++++ Text shown ++++

Irena Dubiska (26 September 1899 in Inowrocław – 1 June 1989, Warsaw) was a Polish violinist.

Irena Stanisława Aniela Dubiska was born in Inowrocław to Edmund and Władysława (née Jewasińska); she and her siblings, Ludomira and Aleksander, all had a musical education. Dubiska began studying violin at age 5 with her first teacher, the Bernese violinist Oskar Anderlik, who suggested that she continue studying in Berlin. At age nine she debuted in Wittenberg and later performed in Inowrocław, accompanied by her sister, who had graduated from the Berlin Conservatory and taught at the school, on the piano. Dubiska graduated from the conservatory at age thirteen. She began performing with Polish violinist Bronisław Huberman and they played throughout Germany, Poland, France, and the Netherlands.

Dubiska had begun giving private lessons in 1913 and then taught the violin class at the Warsaw Conservatory. In 1930, Dubiska founded the Polish Quartet (later named the Kwartet im. Karol Szymanowski) with fellow musicians Mieczysław Fliederbaum (violin), Mieczysław Szaleski (viola), and Zofia Adamska (cello). The quartet gave concerts until the outbreak of World War II, during which Dubiska remained in Warsaw, refusing to perform for the occupying Germans, including Hans Frank, then governor of occupied Poland. She played in the hospitals for the wounded during the Warsaw Uprising and later took refuge in Kraków after the uprising, taking her violin, a Guarneri, with her. Dubiska's brother Aleksander continued playing music as an amateur while working as a doctor and hospital director. In 1939, he was murdered by the Nazis for his involvement in the underground. Her sister Ludomisa's son died in the Mauthausen concentration camp.

++++ Recorded information ++++

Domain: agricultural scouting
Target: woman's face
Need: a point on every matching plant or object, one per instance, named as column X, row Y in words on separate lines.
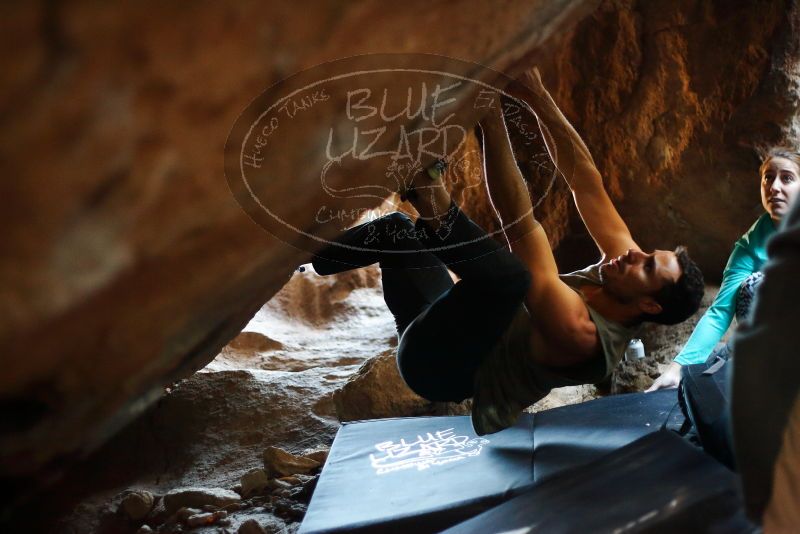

++++

■ **What you need to do**:
Copy, word for word, the part of the text on Irena Dubiska that begins with the words containing "Irena Stanisława Aniela" and ends with "and the Netherlands.".

■ **Response box**:
Irena Stanisława Aniela Dubiska was born in Inowrocław to Edmund and Władysława (née Jewasińska); she and her siblings, Ludomira and Aleksander, all had a musical education. Dubiska began studying violin at age 5 with her first teacher, the Bernese violinist Oskar Anderlik, who suggested that she continue studying in Berlin. At age nine she debuted in Wittenberg and later performed in Inowrocław, accompanied by her sister, who had graduated from the Berlin Conservatory and taught at the school, on the piano. Dubiska graduated from the conservatory at age thirteen. She began performing with Polish violinist Bronisław Huberman and they played throughout Germany, Poland, France, and the Netherlands.